_Instruction:_ Swap "sunglasses" for "a straw hat" in the data from its first line through the line containing "top-left (317, 114), bottom-right (480, 559)", and return only that stretch with everything else left as it is.
BEGIN Supplied material
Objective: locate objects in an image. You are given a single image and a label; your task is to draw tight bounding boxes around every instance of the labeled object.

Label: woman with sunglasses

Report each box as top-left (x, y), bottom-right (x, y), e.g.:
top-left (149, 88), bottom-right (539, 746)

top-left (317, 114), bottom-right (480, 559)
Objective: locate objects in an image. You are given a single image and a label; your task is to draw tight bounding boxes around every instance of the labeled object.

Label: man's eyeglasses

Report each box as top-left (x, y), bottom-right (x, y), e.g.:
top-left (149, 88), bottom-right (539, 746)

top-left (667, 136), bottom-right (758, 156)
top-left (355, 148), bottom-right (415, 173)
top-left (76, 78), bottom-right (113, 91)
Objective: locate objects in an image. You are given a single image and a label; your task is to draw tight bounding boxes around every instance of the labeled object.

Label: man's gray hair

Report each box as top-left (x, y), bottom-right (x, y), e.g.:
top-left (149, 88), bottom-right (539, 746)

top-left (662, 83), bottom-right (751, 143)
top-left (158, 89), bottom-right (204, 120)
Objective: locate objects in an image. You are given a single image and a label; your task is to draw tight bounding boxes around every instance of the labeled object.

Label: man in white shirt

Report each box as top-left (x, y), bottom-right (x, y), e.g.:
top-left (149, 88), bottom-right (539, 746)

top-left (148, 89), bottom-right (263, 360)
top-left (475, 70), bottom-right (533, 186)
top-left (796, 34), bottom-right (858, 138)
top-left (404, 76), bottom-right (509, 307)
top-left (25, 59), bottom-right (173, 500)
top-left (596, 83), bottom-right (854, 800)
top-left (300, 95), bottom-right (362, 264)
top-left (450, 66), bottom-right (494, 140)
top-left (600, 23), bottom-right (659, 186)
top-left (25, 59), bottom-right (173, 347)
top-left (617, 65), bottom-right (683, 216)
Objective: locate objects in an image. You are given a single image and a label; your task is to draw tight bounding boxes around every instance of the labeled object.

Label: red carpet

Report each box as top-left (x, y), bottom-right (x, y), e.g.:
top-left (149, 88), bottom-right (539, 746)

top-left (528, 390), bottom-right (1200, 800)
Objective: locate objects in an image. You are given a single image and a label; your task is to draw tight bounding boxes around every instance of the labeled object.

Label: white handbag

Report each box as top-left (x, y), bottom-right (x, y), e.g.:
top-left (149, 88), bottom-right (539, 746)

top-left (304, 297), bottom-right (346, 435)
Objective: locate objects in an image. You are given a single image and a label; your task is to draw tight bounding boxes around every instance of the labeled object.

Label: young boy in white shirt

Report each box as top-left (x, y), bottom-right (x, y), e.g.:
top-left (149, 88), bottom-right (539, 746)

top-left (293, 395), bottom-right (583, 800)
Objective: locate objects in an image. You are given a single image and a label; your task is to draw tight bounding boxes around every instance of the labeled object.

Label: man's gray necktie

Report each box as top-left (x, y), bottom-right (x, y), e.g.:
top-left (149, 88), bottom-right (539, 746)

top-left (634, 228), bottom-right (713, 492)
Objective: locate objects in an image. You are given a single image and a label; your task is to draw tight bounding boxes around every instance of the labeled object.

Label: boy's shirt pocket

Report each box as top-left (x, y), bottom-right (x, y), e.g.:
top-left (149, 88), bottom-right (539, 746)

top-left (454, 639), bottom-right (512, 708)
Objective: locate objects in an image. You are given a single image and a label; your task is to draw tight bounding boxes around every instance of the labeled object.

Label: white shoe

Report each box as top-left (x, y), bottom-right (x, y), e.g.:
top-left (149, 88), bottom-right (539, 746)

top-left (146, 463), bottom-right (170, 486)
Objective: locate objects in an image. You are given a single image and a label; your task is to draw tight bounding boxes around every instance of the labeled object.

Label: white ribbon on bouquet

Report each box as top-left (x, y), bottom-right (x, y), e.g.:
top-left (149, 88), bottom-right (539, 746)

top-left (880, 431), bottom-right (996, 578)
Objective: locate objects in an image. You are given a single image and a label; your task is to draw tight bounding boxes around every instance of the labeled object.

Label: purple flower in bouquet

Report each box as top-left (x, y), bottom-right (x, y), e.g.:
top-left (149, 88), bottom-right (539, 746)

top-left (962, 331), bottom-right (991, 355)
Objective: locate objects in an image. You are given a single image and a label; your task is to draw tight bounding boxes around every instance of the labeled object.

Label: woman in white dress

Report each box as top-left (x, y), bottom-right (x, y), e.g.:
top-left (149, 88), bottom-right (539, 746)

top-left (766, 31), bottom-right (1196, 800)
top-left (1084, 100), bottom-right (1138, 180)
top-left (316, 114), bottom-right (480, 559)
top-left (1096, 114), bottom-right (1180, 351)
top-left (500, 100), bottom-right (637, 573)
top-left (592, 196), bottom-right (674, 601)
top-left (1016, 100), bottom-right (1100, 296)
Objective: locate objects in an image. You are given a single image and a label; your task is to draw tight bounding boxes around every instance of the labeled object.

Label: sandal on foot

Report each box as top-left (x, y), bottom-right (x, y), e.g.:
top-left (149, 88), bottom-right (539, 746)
END Supplied material
_Solution to the exercise:_
Objective: locate objects in an image. You are given a single image and a label; your task is to draw tight bounding boxes around every instance of the labeled object.

Label: woman with a straw hat

Report each box as top-left (x, y), bottom-right (x, y), e.g.:
top-left (149, 88), bottom-right (539, 746)

top-left (317, 114), bottom-right (480, 559)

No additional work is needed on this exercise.